-- Opening Marker --

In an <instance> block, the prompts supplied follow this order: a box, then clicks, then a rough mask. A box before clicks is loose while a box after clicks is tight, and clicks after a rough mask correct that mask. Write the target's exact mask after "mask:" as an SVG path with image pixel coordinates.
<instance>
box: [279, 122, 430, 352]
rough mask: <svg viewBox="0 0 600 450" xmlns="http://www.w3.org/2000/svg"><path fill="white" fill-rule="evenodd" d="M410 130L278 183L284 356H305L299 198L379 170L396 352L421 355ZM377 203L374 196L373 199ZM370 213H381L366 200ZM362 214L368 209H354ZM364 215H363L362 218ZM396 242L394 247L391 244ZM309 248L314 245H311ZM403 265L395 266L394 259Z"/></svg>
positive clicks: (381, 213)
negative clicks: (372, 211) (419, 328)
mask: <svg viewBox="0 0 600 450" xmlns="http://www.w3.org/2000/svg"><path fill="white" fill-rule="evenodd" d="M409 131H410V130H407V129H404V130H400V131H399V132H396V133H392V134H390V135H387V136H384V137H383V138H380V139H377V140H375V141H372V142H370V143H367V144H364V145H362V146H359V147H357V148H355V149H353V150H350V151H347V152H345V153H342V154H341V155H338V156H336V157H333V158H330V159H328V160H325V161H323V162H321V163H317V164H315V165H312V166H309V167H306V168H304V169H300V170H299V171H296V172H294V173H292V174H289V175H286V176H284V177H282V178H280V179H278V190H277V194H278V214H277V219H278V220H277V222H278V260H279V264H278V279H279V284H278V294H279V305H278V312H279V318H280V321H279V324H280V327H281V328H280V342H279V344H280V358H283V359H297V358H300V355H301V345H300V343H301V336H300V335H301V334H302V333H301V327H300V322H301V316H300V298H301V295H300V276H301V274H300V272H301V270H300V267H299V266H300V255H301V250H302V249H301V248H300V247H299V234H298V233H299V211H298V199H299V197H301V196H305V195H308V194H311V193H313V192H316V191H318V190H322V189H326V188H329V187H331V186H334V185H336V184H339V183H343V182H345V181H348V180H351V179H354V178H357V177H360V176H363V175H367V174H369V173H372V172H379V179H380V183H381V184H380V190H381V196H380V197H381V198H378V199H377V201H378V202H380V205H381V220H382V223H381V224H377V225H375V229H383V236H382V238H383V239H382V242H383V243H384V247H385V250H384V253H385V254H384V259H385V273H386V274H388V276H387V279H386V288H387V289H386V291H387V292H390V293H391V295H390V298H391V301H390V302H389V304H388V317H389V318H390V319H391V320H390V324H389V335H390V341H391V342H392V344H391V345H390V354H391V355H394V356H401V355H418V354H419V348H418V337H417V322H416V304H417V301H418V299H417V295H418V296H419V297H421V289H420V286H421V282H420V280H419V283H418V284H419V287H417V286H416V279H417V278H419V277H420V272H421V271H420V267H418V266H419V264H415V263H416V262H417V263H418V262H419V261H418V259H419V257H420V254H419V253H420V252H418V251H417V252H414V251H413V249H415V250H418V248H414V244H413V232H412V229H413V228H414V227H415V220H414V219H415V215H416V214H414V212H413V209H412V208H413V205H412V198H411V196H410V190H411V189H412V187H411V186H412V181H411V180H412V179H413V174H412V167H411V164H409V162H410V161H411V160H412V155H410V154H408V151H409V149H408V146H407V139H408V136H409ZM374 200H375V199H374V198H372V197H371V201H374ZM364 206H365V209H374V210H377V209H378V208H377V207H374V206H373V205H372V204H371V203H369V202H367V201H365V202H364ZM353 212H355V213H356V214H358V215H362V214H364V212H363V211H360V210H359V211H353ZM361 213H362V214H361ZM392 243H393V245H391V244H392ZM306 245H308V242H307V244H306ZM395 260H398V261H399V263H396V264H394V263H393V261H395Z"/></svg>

-- Closing Marker --

Exercise goal: Retype the material in full. Keep every character as it is.

Solution to the exercise:
In an <instance> block, the prompts supplied follow this order: a box, then clicks, then a rough mask. A box before clicks is loose while a box after clicks is tight, and clicks after a rough mask correct that mask. Write the target's exact mask after "mask:" as an SVG path with image pixel coordinates.
<instance>
box: [279, 122, 430, 352]
rough mask: <svg viewBox="0 0 600 450" xmlns="http://www.w3.org/2000/svg"><path fill="white" fill-rule="evenodd" d="M410 130L278 183L284 356H305L299 198L379 170L396 352L421 355ZM377 203L374 196L373 199ZM370 213H381L366 200ZM362 214L368 209H354ZM364 215H363L362 218ZM396 242L394 247L391 244ZM309 248L314 245H311ZM403 265L395 266L394 259Z"/></svg>
positive clicks: (381, 213)
negative clicks: (372, 211) (419, 328)
mask: <svg viewBox="0 0 600 450" xmlns="http://www.w3.org/2000/svg"><path fill="white" fill-rule="evenodd" d="M409 131H410V130H407V129H404V130H400V131H399V132H396V133H392V134H390V135H387V136H384V137H383V138H380V139H377V140H375V141H372V142H370V143H367V144H364V145H362V146H359V147H357V148H355V149H353V150H350V151H347V152H345V153H342V154H341V155H338V156H336V157H333V158H330V159H328V160H325V161H323V162H321V163H317V164H315V165H312V166H309V167H306V168H304V169H300V170H299V171H296V172H294V173H292V174H289V175H286V176H284V177H282V178H280V179H278V190H277V194H278V214H277V219H278V220H277V222H278V260H279V264H278V279H279V284H278V294H279V305H278V312H279V318H280V321H279V324H280V327H281V328H280V342H279V344H280V358H283V359H297V358H300V355H301V345H300V343H301V336H300V335H301V334H302V333H301V327H300V322H301V316H300V298H301V295H300V276H301V274H300V272H301V270H300V267H299V266H300V255H301V250H302V249H301V248H300V247H299V234H298V233H299V211H298V199H299V197H301V196H305V195H308V194H311V193H313V192H316V191H318V190H322V189H326V188H329V187H331V186H334V185H336V184H339V183H343V182H345V181H348V180H351V179H354V178H357V177H360V176H363V175H367V174H369V173H372V172H379V179H380V183H381V184H380V190H381V196H380V197H381V198H378V199H377V201H378V202H380V205H381V220H382V223H381V224H377V225H375V229H383V236H382V238H383V239H382V242H383V243H384V247H385V250H384V253H385V254H384V259H385V273H386V274H388V276H387V279H386V288H387V289H386V291H387V292H390V293H391V295H390V298H391V301H390V302H389V304H388V317H389V318H390V319H391V320H390V324H389V335H390V341H391V342H392V344H391V345H390V354H391V355H394V356H401V355H418V354H419V348H418V337H417V322H416V304H417V301H418V299H417V295H418V296H419V297H421V289H420V286H421V282H420V280H419V283H418V284H419V287H417V286H416V279H417V278H419V277H420V272H421V271H420V267H418V266H419V264H415V263H416V262H417V263H418V262H419V261H418V259H419V257H420V254H419V253H420V252H418V251H417V252H414V251H413V249H415V250H418V248H414V244H413V232H412V229H413V228H414V227H415V220H414V219H415V215H416V214H414V212H413V209H412V208H413V205H412V198H411V196H410V190H411V189H412V187H411V186H412V181H411V180H412V179H413V174H412V167H411V164H409V162H410V161H411V160H412V155H410V154H408V151H409V149H408V146H407V139H408V136H409ZM374 200H375V199H374V198H372V197H371V201H374ZM364 206H365V209H374V210H377V209H378V208H377V207H374V206H373V205H372V204H371V203H369V202H367V201H365V202H364ZM353 212H355V213H356V214H358V215H362V214H364V212H363V211H360V210H359V211H353ZM361 213H362V214H361ZM392 243H393V245H391V244H392ZM306 245H308V242H307V244H306ZM395 260H398V261H399V263H396V264H394V263H393V261H395Z"/></svg>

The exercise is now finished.